++++ Extracted information ++++
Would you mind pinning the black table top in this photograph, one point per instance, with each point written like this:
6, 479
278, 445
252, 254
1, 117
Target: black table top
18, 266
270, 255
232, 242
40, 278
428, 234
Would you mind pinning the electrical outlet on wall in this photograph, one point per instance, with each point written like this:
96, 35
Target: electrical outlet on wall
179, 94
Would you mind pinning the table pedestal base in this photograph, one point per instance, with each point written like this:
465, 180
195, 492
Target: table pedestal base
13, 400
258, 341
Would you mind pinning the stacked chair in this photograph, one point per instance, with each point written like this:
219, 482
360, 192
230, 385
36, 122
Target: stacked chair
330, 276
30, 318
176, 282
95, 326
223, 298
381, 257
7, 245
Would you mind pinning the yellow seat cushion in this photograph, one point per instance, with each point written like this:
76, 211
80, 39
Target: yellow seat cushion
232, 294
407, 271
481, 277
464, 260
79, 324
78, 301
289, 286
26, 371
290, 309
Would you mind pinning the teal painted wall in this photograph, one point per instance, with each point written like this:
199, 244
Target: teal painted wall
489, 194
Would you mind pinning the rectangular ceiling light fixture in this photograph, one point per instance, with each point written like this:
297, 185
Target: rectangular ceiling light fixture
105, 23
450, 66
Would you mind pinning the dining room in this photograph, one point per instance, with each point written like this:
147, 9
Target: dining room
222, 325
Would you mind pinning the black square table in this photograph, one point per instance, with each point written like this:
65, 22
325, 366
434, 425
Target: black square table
++++
++++ Extracted information ++++
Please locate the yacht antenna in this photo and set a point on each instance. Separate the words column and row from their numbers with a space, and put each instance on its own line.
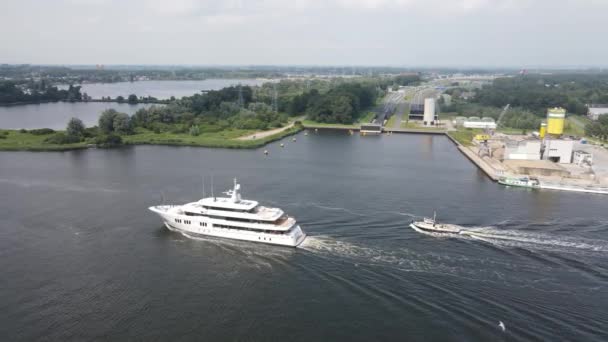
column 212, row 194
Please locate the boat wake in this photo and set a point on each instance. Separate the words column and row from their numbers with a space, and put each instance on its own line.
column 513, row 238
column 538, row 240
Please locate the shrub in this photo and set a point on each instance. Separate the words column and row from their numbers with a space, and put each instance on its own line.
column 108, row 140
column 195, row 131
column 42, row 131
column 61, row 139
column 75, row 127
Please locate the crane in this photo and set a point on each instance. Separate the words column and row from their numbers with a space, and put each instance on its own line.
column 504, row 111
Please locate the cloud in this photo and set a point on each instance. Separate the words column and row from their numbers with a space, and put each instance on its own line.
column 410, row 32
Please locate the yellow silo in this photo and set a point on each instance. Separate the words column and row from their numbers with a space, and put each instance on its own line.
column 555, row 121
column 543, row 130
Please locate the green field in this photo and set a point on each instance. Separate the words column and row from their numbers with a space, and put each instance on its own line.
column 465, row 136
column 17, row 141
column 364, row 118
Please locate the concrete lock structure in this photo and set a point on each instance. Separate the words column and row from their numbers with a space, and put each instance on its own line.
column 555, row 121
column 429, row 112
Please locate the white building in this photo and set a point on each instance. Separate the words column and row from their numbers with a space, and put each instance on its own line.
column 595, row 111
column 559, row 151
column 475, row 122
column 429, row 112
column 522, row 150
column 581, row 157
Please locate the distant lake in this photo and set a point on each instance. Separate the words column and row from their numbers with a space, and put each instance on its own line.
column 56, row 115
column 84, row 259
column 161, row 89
++++
++++ Extracted information ++++
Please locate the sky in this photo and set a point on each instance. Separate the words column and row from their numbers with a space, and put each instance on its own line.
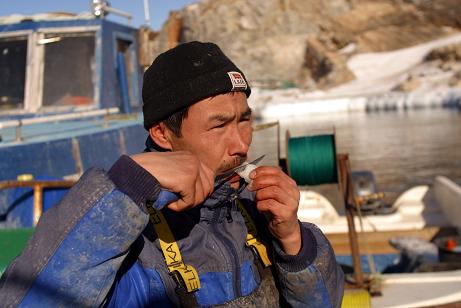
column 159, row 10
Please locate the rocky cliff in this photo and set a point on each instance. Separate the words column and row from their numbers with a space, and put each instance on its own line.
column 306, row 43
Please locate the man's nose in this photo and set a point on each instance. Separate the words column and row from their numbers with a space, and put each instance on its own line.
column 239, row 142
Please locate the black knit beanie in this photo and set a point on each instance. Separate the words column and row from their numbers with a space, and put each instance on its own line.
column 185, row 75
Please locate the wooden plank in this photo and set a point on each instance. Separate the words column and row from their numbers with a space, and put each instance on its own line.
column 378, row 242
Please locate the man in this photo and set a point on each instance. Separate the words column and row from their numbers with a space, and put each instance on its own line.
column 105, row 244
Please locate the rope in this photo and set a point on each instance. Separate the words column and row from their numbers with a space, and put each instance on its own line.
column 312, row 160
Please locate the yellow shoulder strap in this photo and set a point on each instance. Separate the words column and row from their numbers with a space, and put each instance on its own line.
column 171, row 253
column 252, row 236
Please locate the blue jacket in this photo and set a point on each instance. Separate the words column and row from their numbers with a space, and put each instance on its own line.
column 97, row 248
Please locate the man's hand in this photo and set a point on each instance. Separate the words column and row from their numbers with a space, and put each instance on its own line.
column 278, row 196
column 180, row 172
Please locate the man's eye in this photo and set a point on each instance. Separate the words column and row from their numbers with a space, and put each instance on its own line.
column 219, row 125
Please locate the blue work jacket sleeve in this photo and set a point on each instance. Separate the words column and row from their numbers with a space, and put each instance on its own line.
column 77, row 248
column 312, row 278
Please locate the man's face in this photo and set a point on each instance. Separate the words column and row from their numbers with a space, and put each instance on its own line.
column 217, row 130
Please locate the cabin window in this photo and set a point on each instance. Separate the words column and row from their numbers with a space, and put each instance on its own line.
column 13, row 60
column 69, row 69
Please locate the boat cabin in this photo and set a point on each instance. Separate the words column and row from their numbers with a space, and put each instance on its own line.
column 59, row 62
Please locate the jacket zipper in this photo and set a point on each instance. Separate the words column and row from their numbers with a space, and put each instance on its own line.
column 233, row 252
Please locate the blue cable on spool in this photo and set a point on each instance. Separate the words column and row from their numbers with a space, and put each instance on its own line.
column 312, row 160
++++
From the data above, extract word for word every line from the one containing "Please locate the yellow silo" through the one containing "column 543, row 130", including both of those lines.

Please locate the yellow silo in this photo and set a point on each instance. Separate the words column and row from their numbers with a space, and put each instance on its own line.
column 555, row 121
column 543, row 130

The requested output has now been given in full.